AIM — Please pull out every line of the items that contains the word "reflection".

EXERCISE MATERIALS —
+ + +
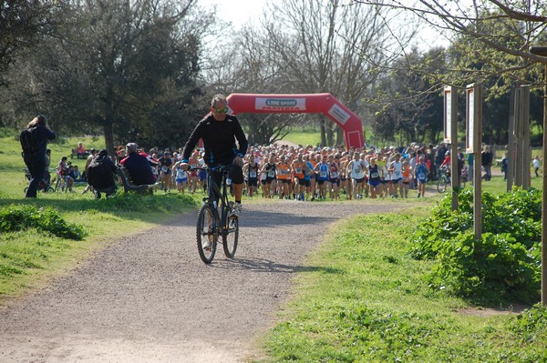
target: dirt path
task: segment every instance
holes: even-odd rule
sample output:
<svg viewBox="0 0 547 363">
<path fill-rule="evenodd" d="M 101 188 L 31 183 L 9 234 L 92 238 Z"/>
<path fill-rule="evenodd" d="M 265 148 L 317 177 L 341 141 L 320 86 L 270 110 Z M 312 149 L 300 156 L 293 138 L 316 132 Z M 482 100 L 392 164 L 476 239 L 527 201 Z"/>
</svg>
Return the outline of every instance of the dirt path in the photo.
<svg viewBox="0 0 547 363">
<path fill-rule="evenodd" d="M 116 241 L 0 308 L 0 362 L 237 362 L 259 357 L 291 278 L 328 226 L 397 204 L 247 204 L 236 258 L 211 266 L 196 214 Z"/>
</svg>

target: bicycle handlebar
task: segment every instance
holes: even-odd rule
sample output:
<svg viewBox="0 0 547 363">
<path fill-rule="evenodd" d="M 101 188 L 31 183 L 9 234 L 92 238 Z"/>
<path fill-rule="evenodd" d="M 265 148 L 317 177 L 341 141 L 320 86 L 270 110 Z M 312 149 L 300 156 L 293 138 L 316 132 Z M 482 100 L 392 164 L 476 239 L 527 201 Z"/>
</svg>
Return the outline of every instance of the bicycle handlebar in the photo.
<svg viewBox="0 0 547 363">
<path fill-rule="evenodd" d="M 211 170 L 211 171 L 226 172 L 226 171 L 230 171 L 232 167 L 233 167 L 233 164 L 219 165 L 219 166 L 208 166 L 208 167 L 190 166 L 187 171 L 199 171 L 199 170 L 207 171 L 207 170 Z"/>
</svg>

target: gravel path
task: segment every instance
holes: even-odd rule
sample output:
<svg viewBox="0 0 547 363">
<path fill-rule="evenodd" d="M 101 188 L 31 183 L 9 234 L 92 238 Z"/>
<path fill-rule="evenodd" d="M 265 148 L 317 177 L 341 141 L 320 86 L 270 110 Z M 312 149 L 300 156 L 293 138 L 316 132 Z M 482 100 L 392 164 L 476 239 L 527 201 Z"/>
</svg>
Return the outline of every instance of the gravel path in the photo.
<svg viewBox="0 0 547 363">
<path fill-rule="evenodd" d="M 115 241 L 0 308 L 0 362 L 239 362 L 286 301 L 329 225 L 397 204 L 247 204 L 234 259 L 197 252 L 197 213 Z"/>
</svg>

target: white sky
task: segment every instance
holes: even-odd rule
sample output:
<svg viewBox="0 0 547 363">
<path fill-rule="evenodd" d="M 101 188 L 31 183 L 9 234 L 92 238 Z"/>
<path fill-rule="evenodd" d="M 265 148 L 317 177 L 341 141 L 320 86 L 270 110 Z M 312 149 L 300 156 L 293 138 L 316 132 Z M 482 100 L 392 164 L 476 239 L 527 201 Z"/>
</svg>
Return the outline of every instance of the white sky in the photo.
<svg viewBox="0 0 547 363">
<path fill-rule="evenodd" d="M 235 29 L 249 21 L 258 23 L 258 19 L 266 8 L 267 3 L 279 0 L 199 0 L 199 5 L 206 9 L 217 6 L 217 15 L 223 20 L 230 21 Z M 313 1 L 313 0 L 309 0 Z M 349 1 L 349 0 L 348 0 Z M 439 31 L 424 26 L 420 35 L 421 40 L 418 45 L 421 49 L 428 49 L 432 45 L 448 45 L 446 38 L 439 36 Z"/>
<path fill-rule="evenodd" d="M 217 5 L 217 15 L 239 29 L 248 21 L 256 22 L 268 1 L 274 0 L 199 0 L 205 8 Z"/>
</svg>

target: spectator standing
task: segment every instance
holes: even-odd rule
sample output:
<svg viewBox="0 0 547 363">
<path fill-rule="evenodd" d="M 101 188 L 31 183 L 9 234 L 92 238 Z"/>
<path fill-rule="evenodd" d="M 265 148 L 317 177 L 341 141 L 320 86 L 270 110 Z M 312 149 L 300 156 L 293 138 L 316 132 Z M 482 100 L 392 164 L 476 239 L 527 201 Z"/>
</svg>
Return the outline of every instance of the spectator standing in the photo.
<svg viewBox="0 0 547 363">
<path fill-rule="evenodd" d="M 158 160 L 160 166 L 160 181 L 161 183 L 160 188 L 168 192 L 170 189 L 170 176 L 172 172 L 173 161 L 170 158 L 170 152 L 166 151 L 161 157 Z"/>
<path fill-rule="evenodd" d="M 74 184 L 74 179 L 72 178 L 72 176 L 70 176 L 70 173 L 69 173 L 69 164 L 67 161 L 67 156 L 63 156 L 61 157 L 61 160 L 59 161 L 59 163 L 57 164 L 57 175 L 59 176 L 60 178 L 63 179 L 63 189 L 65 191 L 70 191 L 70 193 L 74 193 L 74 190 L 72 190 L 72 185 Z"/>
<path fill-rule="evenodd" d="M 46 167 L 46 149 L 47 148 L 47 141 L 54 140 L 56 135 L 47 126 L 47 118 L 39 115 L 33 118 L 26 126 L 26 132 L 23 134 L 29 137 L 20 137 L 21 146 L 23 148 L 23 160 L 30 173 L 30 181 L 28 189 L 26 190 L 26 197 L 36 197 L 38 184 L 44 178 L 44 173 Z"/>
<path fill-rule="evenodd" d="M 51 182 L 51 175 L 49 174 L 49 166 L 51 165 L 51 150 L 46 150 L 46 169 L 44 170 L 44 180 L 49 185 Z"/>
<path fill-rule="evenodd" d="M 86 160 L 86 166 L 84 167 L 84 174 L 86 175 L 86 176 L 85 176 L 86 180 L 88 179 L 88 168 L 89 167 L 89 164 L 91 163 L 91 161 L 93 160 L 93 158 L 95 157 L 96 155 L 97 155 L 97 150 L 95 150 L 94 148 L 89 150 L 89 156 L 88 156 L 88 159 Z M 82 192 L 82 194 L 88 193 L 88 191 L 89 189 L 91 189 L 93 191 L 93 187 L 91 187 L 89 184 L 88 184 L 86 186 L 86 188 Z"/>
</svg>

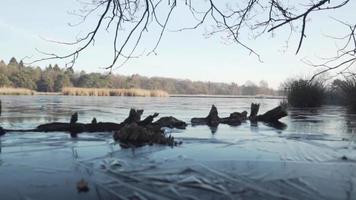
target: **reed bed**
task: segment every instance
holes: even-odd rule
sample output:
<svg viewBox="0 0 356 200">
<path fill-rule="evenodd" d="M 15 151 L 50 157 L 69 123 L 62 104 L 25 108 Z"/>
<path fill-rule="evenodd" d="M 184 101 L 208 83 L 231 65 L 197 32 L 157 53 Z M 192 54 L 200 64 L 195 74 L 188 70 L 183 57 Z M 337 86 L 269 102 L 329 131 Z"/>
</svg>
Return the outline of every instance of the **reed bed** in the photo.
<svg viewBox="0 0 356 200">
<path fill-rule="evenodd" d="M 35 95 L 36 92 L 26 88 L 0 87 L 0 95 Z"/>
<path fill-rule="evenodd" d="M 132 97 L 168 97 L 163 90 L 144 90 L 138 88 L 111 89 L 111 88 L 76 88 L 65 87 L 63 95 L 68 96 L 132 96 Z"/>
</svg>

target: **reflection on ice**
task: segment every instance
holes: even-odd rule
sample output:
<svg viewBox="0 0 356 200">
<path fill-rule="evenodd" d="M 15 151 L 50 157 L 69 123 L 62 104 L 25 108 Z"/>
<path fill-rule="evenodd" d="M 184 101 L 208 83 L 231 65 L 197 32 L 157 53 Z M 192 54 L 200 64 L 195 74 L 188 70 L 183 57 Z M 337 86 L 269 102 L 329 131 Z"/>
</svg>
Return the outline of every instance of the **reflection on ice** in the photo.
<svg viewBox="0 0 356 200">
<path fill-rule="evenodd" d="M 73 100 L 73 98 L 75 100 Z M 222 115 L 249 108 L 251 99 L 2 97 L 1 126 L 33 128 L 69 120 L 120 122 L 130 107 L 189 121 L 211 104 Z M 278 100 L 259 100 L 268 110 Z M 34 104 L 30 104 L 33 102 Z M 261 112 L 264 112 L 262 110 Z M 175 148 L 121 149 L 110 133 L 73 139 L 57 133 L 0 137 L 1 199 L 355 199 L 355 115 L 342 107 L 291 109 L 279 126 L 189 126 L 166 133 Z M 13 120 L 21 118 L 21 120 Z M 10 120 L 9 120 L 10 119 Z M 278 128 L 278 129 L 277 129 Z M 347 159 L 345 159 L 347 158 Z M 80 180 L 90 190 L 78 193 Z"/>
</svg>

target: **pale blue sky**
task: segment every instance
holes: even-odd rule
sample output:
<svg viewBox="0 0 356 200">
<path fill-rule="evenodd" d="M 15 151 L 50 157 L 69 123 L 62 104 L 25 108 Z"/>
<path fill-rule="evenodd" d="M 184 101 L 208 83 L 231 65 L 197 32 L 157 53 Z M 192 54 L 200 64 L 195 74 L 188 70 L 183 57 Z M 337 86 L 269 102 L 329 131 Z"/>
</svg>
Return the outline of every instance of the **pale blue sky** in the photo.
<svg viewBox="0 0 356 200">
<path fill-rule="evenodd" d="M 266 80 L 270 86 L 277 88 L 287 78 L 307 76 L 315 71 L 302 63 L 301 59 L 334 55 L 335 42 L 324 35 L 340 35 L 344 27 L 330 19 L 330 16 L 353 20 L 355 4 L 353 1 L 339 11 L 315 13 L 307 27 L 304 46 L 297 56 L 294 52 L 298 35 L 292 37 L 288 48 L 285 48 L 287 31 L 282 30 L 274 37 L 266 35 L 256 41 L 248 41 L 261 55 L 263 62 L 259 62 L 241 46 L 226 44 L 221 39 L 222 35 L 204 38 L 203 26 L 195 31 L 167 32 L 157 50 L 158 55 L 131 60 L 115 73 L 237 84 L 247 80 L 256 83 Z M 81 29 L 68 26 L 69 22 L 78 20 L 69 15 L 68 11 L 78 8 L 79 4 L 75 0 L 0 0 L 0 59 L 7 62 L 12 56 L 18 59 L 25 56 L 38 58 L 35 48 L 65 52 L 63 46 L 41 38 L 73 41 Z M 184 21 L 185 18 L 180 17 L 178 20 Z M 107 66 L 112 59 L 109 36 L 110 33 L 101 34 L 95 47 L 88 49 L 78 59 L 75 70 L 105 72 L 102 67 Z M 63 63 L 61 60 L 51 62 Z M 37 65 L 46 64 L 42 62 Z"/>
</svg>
+ + +
TASK SOLUTION —
target: **reflection on ice**
Return the outline of every instance of the **reflection on ice** in the photo.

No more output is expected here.